EXERCISE BRIEF |
Could you return all of the entries below exactly, minus the pictures?

SUPPLIED DATA |

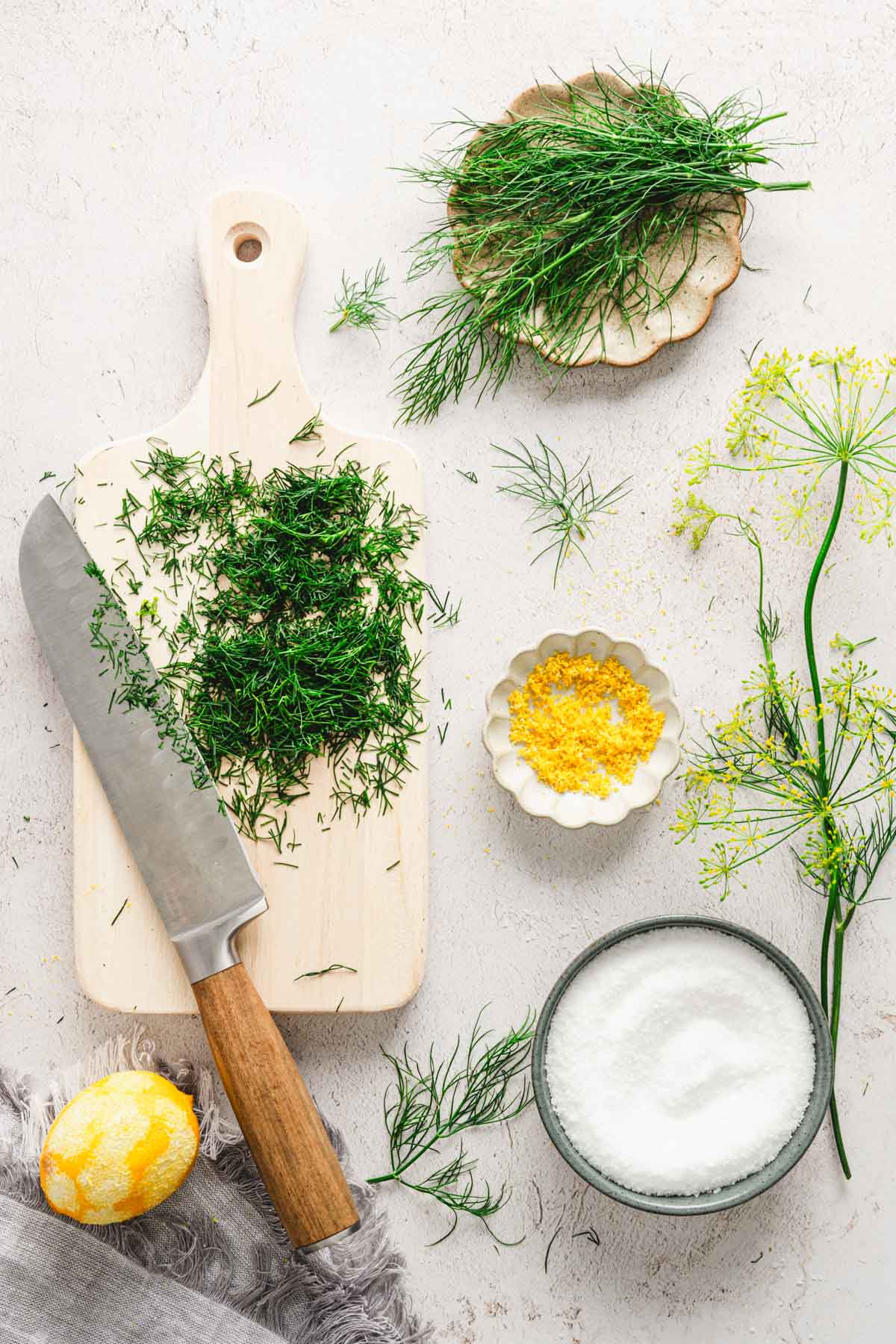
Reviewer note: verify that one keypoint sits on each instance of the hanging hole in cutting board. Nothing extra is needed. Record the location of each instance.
(247, 242)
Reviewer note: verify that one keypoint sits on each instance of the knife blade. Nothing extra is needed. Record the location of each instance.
(196, 870)
(191, 859)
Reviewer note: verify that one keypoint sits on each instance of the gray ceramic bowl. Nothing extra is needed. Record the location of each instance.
(729, 1195)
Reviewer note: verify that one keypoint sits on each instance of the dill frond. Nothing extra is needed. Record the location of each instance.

ANSWER TO THIS PROBLEM |
Reviewer note: verify that one keypoint sits on each instance of the hanging hole in cutting board. Nothing extra is needed. Record the location of each instance.
(247, 242)
Reviewer note: verify that one keypoint sits on each instance of the knife blade. Nothing extra is needed. Record the location of each instance.
(196, 870)
(191, 859)
Reviewer note: verify that one keypoint sits on each instance of the gray ceramic bowl. Nothing extra is needed. Record the location of each instance.
(729, 1195)
Reviewer note: verify that one keypoint sits on each instance of the dill frond. Nothing extra is needed. Record the location of each instance.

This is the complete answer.